▼▼▼
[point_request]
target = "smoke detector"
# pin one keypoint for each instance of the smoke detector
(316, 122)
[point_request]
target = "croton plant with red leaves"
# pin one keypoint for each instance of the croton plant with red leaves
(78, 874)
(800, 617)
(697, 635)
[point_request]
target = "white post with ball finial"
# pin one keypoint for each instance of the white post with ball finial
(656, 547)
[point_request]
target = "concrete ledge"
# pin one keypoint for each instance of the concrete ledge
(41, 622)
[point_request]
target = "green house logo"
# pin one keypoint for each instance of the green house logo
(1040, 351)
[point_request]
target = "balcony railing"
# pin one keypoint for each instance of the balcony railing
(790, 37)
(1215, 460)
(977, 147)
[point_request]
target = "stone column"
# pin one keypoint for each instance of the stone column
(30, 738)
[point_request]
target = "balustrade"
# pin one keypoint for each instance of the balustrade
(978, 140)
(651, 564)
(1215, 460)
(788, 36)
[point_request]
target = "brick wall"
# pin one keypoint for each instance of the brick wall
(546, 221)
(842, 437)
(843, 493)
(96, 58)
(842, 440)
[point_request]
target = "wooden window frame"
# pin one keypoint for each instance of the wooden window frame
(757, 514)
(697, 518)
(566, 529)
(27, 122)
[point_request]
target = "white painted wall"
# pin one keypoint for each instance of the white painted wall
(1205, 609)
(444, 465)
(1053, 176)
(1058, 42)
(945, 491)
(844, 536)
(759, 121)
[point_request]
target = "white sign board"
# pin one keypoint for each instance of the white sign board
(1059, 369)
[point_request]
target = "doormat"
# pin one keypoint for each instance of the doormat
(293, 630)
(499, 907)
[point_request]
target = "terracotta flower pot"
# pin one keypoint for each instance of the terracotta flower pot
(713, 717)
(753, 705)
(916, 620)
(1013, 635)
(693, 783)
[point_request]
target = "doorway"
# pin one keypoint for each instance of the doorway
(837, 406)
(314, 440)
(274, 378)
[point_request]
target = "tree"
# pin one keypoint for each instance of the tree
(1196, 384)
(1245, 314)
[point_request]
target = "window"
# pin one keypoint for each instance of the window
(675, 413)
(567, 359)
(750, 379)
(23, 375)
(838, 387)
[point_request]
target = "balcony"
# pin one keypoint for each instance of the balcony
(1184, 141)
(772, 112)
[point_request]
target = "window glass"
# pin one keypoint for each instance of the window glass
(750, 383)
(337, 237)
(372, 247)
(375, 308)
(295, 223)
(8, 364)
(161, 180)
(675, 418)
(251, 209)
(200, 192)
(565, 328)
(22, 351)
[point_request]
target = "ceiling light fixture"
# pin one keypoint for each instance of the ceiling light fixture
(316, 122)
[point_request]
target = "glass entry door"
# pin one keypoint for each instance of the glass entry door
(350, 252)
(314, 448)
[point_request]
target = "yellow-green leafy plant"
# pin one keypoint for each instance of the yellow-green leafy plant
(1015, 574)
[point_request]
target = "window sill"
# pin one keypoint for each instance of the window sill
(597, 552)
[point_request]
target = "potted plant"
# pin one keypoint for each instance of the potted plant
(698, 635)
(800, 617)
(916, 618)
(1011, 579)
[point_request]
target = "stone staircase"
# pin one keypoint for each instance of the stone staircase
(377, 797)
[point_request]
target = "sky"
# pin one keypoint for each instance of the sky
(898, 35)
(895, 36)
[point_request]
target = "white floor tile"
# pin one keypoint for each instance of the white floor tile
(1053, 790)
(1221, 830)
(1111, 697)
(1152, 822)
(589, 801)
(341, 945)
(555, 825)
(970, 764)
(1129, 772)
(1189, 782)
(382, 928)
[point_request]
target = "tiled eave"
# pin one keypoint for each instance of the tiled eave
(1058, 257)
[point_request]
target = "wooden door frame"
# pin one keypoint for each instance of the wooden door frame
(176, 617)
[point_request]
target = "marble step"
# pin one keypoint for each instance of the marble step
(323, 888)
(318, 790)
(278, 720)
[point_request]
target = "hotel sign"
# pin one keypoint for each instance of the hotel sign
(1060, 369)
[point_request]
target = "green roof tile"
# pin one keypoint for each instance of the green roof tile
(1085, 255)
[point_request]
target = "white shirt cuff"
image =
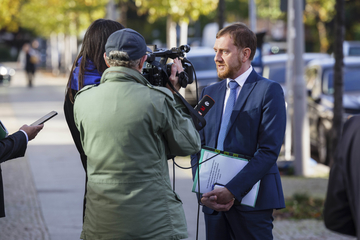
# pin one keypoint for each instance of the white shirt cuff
(27, 138)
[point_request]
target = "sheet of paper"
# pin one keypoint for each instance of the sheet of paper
(221, 169)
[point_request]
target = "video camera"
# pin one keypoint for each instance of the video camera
(157, 71)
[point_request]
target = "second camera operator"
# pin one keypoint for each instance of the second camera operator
(127, 128)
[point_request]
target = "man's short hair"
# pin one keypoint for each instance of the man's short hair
(128, 41)
(241, 35)
(121, 59)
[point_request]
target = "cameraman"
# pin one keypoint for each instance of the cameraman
(127, 128)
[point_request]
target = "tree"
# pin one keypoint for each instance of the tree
(338, 76)
(61, 16)
(318, 13)
(9, 14)
(176, 11)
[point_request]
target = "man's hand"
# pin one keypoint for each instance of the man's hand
(32, 131)
(176, 67)
(220, 199)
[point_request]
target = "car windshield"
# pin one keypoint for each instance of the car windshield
(203, 63)
(277, 73)
(351, 81)
(354, 51)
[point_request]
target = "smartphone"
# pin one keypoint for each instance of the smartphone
(218, 185)
(44, 118)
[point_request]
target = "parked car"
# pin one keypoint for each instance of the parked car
(6, 73)
(351, 48)
(202, 59)
(274, 66)
(319, 76)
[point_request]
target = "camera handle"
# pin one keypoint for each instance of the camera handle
(199, 121)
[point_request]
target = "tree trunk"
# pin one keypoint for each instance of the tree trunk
(338, 77)
(183, 33)
(324, 43)
(123, 5)
(170, 32)
(221, 13)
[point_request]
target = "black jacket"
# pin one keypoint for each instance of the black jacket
(11, 147)
(341, 210)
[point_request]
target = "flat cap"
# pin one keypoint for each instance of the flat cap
(126, 40)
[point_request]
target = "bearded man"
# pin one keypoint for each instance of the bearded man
(248, 118)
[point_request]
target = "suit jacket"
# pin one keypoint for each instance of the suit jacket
(341, 210)
(11, 147)
(256, 128)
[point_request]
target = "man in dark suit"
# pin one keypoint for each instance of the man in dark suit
(14, 146)
(248, 118)
(341, 210)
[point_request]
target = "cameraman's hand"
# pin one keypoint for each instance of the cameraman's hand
(175, 67)
(32, 131)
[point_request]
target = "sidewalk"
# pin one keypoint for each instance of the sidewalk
(44, 190)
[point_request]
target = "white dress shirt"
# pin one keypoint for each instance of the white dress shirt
(240, 80)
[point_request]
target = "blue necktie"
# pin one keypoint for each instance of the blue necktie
(226, 116)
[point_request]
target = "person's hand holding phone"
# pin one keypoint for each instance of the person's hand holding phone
(32, 131)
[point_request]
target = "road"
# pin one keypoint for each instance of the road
(44, 190)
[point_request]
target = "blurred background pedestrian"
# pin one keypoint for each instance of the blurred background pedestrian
(341, 209)
(28, 58)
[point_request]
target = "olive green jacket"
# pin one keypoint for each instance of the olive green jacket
(127, 129)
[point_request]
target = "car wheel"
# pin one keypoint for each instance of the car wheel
(322, 144)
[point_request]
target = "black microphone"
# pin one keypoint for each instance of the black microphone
(204, 105)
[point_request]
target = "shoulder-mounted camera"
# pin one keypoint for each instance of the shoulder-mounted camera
(157, 70)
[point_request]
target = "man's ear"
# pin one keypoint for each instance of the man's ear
(246, 54)
(107, 64)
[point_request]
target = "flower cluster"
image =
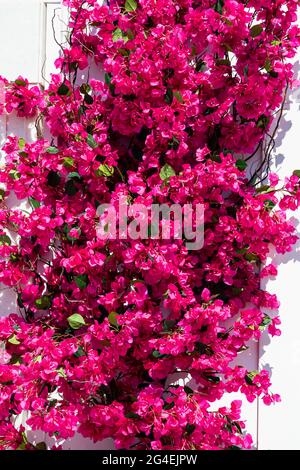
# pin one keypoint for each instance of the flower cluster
(189, 91)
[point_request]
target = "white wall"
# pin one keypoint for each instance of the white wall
(30, 50)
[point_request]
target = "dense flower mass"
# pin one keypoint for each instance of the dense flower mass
(177, 96)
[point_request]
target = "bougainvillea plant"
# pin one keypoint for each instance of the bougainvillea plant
(178, 96)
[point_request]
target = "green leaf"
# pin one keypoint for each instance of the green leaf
▲▲▲
## [AIM OF THE TASK]
Pull out each line of the rows above that contains the word "plant". Case counts.

## [COMPLETE OUTPUT]
target = "croton plant with red leaves"
# pin one keypoint for each instance of the croton plant with red leaves
target = "yellow-green leafy plant"
# pin one keypoint for each instance of the yellow-green leafy plant
target = "potted plant"
# pin one keypoint for each instance of the potted plant
target = "bougainvillea plant"
# pin one keypoint for each instance of the bougainvillea plant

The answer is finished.